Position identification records
■ ■ ■ ■ ■
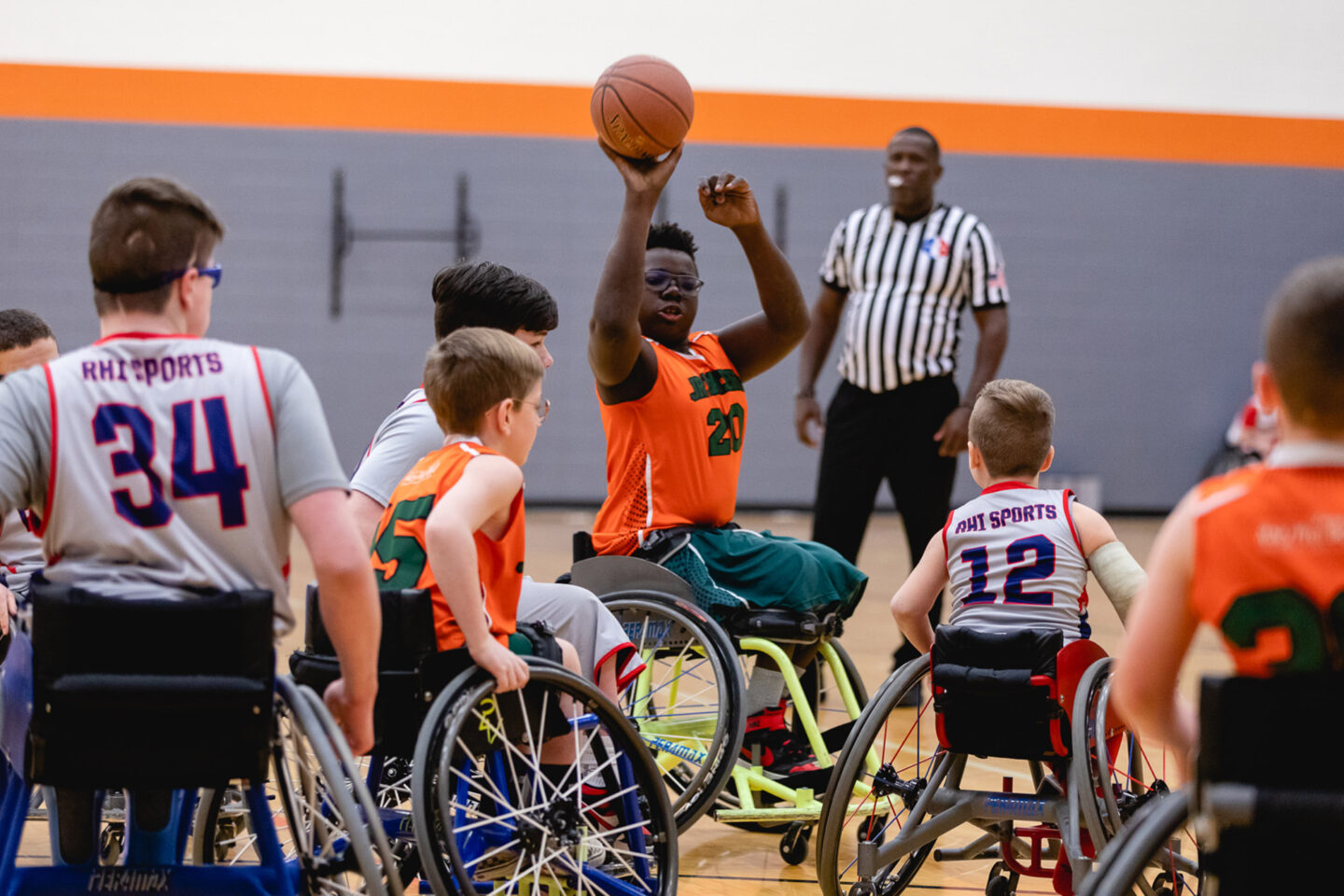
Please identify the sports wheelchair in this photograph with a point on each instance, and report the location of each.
(689, 703)
(161, 696)
(901, 783)
(1265, 826)
(457, 777)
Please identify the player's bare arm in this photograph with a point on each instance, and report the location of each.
(916, 596)
(350, 609)
(620, 357)
(480, 501)
(367, 512)
(757, 343)
(816, 345)
(1161, 627)
(989, 351)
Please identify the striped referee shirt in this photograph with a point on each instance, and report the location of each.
(906, 287)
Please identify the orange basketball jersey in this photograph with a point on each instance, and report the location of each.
(399, 553)
(674, 455)
(1269, 562)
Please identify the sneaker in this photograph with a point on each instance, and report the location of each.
(779, 751)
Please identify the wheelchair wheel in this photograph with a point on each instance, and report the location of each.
(324, 805)
(883, 770)
(689, 702)
(491, 819)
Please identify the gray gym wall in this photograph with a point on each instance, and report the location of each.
(1137, 287)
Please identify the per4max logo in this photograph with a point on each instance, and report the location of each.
(131, 880)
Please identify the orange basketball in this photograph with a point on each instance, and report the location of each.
(643, 106)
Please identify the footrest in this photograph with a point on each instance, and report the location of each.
(769, 816)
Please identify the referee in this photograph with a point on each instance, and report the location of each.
(902, 272)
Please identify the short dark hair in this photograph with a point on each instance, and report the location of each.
(21, 328)
(472, 370)
(671, 235)
(489, 294)
(1011, 425)
(144, 229)
(921, 132)
(1304, 344)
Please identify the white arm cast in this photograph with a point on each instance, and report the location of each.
(1118, 574)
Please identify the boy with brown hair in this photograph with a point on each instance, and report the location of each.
(1257, 553)
(1017, 555)
(455, 523)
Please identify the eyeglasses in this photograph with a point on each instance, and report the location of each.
(543, 407)
(660, 280)
(216, 273)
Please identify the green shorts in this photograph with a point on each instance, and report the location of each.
(730, 568)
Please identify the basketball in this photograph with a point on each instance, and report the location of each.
(643, 106)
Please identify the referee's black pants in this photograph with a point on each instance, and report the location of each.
(874, 437)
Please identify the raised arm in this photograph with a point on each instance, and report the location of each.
(617, 352)
(756, 343)
(816, 345)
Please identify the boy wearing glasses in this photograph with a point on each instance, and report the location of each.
(158, 459)
(674, 412)
(494, 296)
(455, 523)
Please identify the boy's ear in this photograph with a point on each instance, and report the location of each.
(1267, 387)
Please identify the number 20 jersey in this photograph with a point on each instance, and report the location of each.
(1015, 562)
(164, 469)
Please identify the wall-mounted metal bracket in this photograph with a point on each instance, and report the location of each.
(465, 234)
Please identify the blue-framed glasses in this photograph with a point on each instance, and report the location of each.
(660, 280)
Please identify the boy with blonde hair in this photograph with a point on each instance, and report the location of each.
(1017, 555)
(455, 525)
(1257, 553)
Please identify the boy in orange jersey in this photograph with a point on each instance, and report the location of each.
(675, 412)
(1257, 553)
(455, 523)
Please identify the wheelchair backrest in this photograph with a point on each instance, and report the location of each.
(408, 629)
(149, 692)
(995, 692)
(1246, 725)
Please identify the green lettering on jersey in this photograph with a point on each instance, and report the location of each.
(405, 550)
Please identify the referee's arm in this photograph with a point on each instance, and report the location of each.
(816, 345)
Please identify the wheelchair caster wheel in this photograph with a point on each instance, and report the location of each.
(1001, 883)
(110, 841)
(793, 847)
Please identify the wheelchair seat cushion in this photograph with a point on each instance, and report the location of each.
(984, 694)
(149, 692)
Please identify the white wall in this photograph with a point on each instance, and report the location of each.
(1252, 57)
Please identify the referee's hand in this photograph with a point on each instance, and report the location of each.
(806, 419)
(953, 433)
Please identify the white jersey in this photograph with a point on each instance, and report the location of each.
(1015, 562)
(21, 551)
(164, 459)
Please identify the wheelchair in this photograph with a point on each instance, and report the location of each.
(689, 703)
(902, 779)
(457, 778)
(161, 696)
(1267, 826)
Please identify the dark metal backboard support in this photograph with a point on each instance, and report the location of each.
(465, 234)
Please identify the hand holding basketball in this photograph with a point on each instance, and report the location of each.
(729, 201)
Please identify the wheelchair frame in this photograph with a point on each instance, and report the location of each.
(616, 580)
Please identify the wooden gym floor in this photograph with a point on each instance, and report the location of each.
(720, 860)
■ ■ ■ ■ ■
*The task*
Please copy out, word for word, the lines of the entries above from the one containing "Please identify the hand" through the end of the entries, both ends included.

*Exercise answer*
Please identify the hand holding basketball in this photograph with a point on each instance, and report the location of each.
(729, 201)
Please identify the wheelchair frame in this photograph with a point on each instance, and report the location of each.
(616, 580)
Please identify the wooden gym floor in this photograph with a point on each instance, and report the location of each.
(720, 860)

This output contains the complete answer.